» **Task requirements**:
Please state how many lines of the data below contain the word "each", offering nothing besides the number.

(Natural language region descriptions)
- - - - -
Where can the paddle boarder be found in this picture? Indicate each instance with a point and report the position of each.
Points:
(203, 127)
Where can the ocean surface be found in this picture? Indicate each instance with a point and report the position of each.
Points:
- - - - -
» **Solved problem**:
2